BEGIN

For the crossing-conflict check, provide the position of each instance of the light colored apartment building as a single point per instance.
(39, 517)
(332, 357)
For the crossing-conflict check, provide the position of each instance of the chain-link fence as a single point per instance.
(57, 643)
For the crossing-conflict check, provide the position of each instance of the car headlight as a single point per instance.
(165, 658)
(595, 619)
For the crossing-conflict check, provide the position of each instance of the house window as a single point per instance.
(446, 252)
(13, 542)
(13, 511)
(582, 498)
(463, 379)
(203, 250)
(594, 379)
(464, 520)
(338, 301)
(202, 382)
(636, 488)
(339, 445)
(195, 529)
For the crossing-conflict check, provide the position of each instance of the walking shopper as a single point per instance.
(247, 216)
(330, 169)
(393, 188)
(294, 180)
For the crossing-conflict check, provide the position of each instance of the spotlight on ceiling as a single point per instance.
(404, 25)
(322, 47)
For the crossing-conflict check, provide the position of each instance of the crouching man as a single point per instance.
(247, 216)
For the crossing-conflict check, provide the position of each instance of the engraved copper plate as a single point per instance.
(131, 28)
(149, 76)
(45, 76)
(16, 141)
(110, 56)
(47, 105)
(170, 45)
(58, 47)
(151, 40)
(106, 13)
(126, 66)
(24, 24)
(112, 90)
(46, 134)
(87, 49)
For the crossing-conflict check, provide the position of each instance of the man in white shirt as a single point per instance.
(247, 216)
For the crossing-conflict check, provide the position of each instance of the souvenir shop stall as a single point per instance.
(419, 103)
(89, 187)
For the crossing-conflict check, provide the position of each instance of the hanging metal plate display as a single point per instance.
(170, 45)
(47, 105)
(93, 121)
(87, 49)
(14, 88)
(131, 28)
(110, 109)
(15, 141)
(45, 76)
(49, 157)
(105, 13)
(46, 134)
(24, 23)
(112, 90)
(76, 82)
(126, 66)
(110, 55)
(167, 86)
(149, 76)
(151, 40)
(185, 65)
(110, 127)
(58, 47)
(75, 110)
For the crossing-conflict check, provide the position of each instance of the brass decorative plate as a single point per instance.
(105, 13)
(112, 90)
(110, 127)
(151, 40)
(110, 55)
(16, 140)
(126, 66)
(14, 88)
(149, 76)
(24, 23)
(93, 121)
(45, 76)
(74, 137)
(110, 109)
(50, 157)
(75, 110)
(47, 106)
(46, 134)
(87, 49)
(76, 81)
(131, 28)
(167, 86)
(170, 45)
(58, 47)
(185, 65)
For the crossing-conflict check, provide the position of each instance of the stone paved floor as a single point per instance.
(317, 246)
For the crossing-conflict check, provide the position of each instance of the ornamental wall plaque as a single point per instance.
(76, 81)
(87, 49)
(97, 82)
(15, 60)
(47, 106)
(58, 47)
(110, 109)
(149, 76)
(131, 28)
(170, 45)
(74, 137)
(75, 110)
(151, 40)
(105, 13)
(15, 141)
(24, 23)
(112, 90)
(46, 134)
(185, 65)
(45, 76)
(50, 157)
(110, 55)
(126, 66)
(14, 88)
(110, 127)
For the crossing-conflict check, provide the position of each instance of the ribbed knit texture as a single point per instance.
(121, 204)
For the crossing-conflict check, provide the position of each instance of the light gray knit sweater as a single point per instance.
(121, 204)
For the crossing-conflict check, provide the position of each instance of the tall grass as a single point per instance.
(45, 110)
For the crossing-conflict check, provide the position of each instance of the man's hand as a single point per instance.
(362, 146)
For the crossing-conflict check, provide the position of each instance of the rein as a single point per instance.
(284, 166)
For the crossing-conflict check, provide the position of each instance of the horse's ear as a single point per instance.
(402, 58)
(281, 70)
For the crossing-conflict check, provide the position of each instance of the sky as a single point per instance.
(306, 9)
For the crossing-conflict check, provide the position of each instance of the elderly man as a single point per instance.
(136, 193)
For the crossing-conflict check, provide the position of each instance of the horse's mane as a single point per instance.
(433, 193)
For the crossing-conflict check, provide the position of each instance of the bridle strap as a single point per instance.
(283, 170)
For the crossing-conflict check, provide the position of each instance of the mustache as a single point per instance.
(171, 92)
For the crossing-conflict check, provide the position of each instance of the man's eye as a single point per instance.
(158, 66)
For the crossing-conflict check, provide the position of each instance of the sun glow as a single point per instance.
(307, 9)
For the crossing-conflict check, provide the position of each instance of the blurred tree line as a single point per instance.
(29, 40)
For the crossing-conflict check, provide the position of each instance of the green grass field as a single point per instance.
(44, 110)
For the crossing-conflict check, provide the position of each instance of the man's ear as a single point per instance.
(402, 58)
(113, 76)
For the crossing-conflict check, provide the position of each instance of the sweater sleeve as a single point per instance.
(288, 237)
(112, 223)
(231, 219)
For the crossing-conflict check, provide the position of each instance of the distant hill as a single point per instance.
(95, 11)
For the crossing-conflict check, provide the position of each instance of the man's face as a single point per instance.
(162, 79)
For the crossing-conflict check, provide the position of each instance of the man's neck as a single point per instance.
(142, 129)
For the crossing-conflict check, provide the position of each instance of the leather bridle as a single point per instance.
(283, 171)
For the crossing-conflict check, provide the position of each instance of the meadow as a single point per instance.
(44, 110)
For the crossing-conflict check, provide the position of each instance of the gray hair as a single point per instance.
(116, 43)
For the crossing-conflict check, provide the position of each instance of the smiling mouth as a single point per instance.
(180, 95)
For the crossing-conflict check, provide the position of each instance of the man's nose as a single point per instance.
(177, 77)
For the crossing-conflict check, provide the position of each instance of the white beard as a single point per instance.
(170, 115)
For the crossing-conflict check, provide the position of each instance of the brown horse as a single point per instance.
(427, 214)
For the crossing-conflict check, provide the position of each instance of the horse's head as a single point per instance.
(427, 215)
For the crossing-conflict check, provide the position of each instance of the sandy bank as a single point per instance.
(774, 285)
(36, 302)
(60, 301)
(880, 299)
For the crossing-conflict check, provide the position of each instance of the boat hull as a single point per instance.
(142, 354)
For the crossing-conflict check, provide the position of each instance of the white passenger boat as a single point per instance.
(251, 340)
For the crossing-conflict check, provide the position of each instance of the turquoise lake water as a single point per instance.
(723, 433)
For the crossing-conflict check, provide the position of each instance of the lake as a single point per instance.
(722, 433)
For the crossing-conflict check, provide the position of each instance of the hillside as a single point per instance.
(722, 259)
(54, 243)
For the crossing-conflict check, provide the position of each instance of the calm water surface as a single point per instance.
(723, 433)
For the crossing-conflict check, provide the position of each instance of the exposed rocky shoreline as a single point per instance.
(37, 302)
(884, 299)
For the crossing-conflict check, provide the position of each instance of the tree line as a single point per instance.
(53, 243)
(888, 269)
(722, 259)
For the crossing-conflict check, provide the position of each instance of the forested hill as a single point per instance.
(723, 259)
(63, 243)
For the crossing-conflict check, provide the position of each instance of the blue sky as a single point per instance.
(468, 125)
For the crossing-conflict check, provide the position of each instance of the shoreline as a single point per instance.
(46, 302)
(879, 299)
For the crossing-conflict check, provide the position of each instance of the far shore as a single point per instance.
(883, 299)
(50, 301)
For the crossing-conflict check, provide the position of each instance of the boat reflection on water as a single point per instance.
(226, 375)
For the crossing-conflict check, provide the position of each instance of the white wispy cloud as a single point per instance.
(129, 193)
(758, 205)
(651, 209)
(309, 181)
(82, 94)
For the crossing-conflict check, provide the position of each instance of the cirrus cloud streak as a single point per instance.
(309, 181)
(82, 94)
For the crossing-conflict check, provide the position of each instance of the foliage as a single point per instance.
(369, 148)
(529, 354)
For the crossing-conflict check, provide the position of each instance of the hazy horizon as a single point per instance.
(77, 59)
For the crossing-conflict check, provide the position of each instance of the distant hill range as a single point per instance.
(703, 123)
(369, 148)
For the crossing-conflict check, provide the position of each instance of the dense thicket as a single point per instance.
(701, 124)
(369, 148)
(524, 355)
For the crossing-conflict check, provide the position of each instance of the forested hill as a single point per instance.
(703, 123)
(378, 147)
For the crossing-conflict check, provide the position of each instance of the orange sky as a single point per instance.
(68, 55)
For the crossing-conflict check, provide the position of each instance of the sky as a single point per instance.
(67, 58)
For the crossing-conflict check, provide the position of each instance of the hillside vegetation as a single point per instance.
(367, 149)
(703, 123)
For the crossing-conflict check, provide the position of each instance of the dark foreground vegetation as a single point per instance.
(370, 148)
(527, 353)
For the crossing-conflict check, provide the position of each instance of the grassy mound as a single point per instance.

END

:: Directions ::
Set down, exactly and only, the lines running from the one holding "range as a single point per instance." through the end of the records above, both ends included.

:: Result ::
For the crossing-conflict check, provide the position of each instance of the distant hill range as a single point per instance.
(703, 123)
(369, 148)
For the crossing-conflict check, provide the position of each instance of the dense thicket as a single point per instance.
(701, 124)
(369, 148)
(524, 355)
For the crossing-conflict check, provide the position of each instance of the forested hill as a single point per instance.
(703, 123)
(378, 147)
For the crossing-conflict check, provide the position of each instance of the orange sky as a single point per instance.
(68, 55)
For the crossing-conflict check, provide the position of each instance of the sky as a single point per instance.
(67, 58)
For the crossing-conflict check, provide the position of each instance of the hillside vegetation as a single point per instance.
(367, 149)
(703, 123)
For the crossing-conflict check, provide the position of each instance of the dark foreground vegetation as a single point per instance.
(370, 148)
(527, 353)
For the crossing-conflict check, provide the position of each instance of the grassy mound as a single point per instance.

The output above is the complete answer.